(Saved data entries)

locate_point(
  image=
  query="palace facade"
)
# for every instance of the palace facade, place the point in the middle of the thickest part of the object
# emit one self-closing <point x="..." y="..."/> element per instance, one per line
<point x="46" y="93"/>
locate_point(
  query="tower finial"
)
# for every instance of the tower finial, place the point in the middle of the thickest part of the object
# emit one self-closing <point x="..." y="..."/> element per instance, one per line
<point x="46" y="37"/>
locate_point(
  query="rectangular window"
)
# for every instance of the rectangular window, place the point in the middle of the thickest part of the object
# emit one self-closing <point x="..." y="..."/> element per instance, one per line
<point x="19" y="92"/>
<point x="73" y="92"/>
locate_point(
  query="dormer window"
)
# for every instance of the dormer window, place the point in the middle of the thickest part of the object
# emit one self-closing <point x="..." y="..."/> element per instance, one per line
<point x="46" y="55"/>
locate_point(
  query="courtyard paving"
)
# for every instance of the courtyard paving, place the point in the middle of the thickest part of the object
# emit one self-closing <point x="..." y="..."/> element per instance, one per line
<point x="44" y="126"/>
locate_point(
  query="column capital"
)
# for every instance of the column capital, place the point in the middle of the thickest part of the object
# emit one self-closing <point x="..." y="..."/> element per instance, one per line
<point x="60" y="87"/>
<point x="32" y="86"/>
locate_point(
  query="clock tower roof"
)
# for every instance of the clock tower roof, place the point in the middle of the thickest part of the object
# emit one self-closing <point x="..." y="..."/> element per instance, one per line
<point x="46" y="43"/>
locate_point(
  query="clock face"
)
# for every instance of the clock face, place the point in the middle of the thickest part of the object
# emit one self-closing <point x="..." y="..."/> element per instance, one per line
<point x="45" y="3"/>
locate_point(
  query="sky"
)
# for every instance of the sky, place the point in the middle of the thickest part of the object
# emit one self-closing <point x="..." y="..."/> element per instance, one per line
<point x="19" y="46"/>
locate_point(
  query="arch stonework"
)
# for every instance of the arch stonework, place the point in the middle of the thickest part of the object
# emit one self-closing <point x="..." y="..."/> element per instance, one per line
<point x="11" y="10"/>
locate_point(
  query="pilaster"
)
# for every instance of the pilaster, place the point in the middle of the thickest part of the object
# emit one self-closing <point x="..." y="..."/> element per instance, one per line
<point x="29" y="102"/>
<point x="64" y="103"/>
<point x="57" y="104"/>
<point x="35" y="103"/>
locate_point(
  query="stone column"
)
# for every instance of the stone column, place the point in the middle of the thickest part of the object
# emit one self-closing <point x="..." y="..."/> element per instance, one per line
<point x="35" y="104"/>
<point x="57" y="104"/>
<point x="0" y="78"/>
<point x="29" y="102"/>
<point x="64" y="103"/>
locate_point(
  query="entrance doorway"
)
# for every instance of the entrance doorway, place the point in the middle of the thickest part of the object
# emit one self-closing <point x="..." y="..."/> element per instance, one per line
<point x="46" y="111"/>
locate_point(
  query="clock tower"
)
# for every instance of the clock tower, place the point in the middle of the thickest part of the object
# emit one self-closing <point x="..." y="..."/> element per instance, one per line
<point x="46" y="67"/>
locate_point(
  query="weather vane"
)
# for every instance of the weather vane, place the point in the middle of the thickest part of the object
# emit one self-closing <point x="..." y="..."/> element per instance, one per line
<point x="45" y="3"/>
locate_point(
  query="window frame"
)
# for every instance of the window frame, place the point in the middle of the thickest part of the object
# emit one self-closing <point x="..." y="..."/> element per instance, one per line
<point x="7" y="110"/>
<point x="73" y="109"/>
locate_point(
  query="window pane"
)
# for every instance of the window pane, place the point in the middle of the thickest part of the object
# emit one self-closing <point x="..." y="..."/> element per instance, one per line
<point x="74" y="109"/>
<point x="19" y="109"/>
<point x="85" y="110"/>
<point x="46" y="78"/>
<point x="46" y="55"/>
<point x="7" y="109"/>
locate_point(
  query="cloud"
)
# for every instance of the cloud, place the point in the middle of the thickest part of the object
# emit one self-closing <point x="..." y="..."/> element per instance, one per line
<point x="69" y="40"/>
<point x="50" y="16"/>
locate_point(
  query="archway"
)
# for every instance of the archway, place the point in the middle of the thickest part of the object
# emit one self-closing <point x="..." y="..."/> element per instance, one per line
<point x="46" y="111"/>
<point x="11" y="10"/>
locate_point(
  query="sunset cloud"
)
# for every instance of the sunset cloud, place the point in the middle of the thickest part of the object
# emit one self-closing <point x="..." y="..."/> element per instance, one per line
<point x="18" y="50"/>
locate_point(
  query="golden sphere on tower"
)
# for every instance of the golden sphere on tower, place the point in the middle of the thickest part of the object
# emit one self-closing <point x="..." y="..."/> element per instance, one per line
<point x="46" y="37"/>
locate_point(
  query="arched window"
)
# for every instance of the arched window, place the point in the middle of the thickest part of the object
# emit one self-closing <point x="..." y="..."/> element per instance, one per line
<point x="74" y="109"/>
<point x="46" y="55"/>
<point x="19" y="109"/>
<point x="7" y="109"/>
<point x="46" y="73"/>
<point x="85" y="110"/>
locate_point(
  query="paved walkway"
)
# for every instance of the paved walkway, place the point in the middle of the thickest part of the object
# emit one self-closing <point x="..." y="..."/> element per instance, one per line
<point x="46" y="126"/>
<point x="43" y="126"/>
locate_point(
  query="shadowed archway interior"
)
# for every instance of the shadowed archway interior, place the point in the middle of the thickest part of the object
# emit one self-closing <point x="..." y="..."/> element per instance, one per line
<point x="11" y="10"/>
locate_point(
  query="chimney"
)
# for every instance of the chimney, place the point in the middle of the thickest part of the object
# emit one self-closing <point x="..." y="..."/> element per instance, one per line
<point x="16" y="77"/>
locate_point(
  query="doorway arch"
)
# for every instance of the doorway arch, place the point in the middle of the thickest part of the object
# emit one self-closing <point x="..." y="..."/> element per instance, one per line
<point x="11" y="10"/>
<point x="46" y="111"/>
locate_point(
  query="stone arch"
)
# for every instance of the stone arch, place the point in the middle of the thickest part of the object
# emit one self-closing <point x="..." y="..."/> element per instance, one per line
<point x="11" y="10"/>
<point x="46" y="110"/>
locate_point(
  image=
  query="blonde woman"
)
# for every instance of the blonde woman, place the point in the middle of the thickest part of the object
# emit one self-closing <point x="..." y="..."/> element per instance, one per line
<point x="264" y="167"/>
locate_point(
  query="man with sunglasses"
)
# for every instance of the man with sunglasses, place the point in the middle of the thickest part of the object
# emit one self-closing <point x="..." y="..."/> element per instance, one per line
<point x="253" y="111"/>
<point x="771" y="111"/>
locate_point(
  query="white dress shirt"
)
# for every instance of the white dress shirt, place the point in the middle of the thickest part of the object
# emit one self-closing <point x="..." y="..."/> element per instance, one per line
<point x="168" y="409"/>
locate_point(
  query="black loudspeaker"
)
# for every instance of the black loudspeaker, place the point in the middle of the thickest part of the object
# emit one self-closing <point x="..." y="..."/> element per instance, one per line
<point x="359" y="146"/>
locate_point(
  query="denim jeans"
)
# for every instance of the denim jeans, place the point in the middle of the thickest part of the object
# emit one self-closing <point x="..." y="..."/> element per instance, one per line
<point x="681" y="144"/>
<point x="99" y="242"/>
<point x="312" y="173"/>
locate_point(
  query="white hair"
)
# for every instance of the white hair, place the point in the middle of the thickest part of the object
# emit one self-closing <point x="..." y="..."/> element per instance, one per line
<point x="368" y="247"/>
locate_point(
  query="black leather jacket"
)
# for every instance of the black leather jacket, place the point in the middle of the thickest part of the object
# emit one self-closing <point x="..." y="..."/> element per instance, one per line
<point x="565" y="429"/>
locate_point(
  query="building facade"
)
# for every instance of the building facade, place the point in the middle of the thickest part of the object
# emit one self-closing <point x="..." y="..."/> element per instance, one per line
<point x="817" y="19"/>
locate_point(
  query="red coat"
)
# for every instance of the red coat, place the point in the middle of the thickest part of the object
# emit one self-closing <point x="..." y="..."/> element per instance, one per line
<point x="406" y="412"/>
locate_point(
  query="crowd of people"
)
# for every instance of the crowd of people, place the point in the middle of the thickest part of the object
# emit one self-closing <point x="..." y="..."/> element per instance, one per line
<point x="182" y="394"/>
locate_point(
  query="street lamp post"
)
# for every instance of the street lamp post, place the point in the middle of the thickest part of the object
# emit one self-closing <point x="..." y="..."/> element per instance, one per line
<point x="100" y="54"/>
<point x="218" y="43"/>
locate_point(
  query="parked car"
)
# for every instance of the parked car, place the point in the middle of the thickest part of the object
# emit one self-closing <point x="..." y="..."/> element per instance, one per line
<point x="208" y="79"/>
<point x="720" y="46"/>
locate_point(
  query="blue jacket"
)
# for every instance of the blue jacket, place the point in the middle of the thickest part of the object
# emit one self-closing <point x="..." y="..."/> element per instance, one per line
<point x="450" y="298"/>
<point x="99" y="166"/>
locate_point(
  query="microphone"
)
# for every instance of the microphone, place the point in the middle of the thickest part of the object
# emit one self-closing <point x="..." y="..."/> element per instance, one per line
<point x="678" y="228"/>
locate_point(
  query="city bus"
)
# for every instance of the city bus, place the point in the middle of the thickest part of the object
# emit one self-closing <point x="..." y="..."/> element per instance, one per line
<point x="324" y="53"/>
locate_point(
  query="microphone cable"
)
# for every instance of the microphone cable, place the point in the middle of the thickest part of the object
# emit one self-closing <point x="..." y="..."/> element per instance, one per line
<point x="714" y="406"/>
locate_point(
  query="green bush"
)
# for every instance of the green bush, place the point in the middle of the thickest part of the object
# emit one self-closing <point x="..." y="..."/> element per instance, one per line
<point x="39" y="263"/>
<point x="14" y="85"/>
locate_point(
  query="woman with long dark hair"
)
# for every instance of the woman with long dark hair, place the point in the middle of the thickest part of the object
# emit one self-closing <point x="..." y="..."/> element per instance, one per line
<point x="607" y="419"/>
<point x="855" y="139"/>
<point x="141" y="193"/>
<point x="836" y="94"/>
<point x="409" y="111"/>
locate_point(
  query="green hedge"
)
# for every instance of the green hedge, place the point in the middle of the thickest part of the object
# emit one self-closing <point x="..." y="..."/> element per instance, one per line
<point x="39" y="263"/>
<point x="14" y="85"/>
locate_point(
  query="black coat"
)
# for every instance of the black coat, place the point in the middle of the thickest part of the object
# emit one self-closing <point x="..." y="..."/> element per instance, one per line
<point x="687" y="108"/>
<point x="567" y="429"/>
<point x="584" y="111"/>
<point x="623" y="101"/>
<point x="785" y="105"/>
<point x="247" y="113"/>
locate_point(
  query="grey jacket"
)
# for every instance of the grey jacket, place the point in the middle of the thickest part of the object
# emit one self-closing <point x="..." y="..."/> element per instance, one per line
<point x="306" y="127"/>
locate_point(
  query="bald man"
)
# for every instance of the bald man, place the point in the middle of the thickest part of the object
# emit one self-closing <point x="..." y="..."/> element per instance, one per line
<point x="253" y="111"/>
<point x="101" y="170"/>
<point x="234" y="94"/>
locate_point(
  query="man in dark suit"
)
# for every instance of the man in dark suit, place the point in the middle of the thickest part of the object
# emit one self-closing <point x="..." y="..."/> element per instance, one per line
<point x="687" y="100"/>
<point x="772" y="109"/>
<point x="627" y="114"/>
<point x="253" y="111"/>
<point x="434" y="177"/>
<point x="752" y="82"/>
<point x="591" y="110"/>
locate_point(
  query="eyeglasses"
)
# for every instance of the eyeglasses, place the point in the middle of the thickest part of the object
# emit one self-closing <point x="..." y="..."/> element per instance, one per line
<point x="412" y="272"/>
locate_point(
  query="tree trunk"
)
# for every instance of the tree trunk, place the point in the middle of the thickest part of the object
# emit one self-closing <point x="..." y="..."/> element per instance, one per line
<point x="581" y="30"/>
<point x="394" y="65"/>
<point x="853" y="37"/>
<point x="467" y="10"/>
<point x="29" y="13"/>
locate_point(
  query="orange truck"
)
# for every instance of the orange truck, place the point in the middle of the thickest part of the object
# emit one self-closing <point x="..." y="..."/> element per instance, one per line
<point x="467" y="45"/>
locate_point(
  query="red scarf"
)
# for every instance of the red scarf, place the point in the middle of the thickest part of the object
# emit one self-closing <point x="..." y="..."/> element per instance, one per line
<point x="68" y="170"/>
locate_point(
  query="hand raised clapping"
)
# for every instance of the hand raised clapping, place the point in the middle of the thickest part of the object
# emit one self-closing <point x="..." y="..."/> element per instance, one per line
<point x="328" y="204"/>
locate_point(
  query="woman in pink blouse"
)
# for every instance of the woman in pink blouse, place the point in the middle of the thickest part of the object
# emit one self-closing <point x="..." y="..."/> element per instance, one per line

## [Task brief]
Extract every line of the rows above that contains the string "crowd". Treat uppercase and lowercase as different when matching.

## [Response]
  query="crowd of people"
# for every instance of the crowd of people, place the point in the middle of the thickest part of the object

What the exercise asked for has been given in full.